▶ EXERCISE GOAL
Count the lines in the records below that contain the string "parade", and reply with that number alone.

▶ MATERIAL FOR THIS TASK

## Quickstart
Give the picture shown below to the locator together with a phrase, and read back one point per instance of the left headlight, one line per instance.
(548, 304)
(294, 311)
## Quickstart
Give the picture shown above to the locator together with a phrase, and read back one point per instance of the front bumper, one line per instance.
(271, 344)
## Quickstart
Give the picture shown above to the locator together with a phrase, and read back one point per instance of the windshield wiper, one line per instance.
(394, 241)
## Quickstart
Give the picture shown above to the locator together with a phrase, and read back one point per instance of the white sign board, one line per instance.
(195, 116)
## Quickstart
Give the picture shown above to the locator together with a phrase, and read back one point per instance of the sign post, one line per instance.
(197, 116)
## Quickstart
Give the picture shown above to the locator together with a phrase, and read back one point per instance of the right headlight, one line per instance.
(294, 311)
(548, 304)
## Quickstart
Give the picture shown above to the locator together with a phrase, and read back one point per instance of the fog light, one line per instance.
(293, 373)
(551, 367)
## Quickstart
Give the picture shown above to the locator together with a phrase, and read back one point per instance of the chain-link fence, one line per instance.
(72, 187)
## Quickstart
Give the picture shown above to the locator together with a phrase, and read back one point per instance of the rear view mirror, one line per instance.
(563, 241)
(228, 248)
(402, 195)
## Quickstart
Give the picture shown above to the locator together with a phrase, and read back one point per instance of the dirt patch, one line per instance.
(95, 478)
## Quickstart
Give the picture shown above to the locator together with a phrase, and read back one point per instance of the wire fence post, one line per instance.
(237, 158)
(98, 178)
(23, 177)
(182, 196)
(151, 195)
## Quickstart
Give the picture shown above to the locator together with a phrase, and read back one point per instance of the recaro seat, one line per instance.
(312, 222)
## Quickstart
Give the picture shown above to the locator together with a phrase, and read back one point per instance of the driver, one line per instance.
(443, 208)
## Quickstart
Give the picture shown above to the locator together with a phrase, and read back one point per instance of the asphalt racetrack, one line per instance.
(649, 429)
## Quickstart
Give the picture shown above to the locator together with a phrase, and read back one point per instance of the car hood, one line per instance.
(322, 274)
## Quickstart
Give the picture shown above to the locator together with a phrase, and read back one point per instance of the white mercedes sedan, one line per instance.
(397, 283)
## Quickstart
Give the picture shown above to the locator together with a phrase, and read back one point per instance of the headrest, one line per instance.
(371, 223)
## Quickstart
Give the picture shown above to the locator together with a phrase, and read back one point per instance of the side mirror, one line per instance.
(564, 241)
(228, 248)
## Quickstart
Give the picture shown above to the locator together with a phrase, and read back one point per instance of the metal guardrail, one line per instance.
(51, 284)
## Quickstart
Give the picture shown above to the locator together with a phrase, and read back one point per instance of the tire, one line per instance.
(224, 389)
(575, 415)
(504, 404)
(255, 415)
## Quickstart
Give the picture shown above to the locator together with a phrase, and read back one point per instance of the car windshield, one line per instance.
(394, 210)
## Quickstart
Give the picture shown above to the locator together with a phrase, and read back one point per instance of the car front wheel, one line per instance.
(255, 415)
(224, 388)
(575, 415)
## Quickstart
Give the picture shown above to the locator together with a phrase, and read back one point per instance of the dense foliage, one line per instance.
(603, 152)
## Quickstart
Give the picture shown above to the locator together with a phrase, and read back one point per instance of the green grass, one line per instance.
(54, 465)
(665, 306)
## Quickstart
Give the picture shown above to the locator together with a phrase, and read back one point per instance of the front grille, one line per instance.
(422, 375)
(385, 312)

--

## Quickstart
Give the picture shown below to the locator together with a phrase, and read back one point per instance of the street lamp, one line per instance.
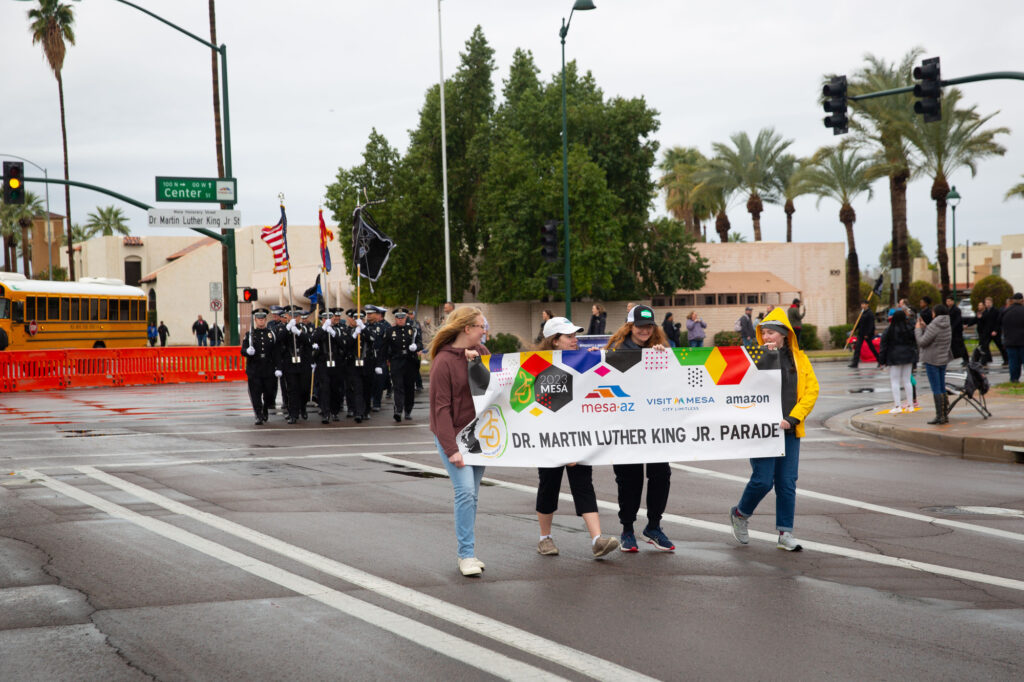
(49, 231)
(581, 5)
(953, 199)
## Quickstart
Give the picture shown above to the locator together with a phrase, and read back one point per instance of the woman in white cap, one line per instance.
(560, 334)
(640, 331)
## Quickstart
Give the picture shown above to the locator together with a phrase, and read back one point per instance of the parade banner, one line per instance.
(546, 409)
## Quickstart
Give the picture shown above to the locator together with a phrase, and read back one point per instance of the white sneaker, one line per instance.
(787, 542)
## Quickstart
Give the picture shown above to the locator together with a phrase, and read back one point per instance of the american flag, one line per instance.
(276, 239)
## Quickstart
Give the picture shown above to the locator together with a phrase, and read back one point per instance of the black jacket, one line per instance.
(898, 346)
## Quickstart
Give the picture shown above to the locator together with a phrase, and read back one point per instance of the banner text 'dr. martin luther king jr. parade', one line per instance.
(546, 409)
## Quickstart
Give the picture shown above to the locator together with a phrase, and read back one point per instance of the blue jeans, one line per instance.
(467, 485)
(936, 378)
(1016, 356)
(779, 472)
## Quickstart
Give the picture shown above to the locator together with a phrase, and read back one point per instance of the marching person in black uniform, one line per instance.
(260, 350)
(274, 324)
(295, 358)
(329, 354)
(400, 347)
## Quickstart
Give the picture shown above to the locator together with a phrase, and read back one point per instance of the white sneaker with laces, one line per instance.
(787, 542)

▶ EXERCISE RESULT
2